Since Li² successfully improved the accuracy of target tracking by using Siamese networks, which extract features from two identical branching networks, this Siamese network has been widely applied in the design of RGB-THERMAL target tracking^6,7,8,9 and¹⁰. all demonstrate that Siamese networks can effectively improve the accuracy and success rate of target tracking. In this study, we recommend the twin network for RGB-THERMAL fusion tracking, primarily for the tracking network's stability consideration.

In recent years, several different RGB-THERMAL tracking techniques have been introduced. Xingchen Zhang et al.³ employed a fully convolutional network and multilayer feature fusion to enhance thermal tracking performance. Guo et al.⁴ utilized a deep network model and combined RGB and thermal heat score maps to increase tracking speed. Zhu⁵ proposed a novel concept that emphasizes the importance of layers capturing key features and combined the separately collected layers to produce better prediction results.

## Data shown
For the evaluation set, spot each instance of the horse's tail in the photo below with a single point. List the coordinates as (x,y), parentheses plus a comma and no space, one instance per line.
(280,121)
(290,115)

## Tasks to perform
• A. Duplicate the part of the RGB-thermal tracking passage between "Since Li² successfully" and "network's stability consideration.", inclusive.
• B. Rewrite the paragraph of the RGB-thermal tracking passage that begins "In recent years, several different" as a short list that keeps its main facts.
• C. Continue the passage on RGB-thermal target tracking from where it stops.

## Task-by-task results
• A.
Since Li² successfully improved the accuracy of target tracking by using Siamese networks, which extract features from two identical branching networks, this Siamese network has been widely applied in the design of RGB-THERMAL target tracking^6,7,8,9 and¹⁰. all demonstrate that Siamese networks can effectively improve the accuracy and success rate of target tracking. In this study, we recommend the twin network for RGB-THERMAL fusion tracking, primarily for the tracking network's stability consideration.

• B.
Several RGB-THERMAL tracking techniques have been introduced in recent years:
- Xingchen Zhang et al. used a fully convolutional network and multilayer feature fusion to improve thermal tracking performance.
- Guo et al. used a deep network model and combined RGB and thermal heat score maps to increase tracking speed.
- Zhu emphasized the importance of layers that capture key features and combined the separately collected layers to produce better predictions.

• C.
The mentioned RGB-T trackers and many advanced RGB-T models^11,12,13,14 are inspired by the Siam RPN⁸ model, which primarily involves predefining anchor frames of different sizes^6,9 that each sample must match, leading to increased computation and processing time. These anchor frames are artificially designed and have a significant impact on the effectiveness of the tracking model, requiring a considerable amount of manual intervention during the experimental process. How to enable network models to learn autonomously without human intervention is also a current direction of development in artificial intelligence.

Currently, Siamese networks are widely used in advanced RGBT tracking algorithms. Siamese networks typically perform correlation operations on image features extracted from the target template and search region, and determine their similarity based on the similarity score. The target object is considered successfully tracked if the similarity score is high. However, correlation operations, which involve convolving two feature maps, may result in significant information loss, leading to a low success rate in target tracking. Recently, in the field of RGB-based target tracking, many researchers have incorporated Transformer technology into the design of tracking algorithms and achieved promising results. However, there are few studies that apply Transformer technology to RGBT-based target tracking, and the accuracy and success rate of RGBT trackers using Transformer are not high. Inspired by the application of Transformer in target tracking, we aim to design a new model with a Transformer framework to improve the accuracy and success rate of RGBT target tracking.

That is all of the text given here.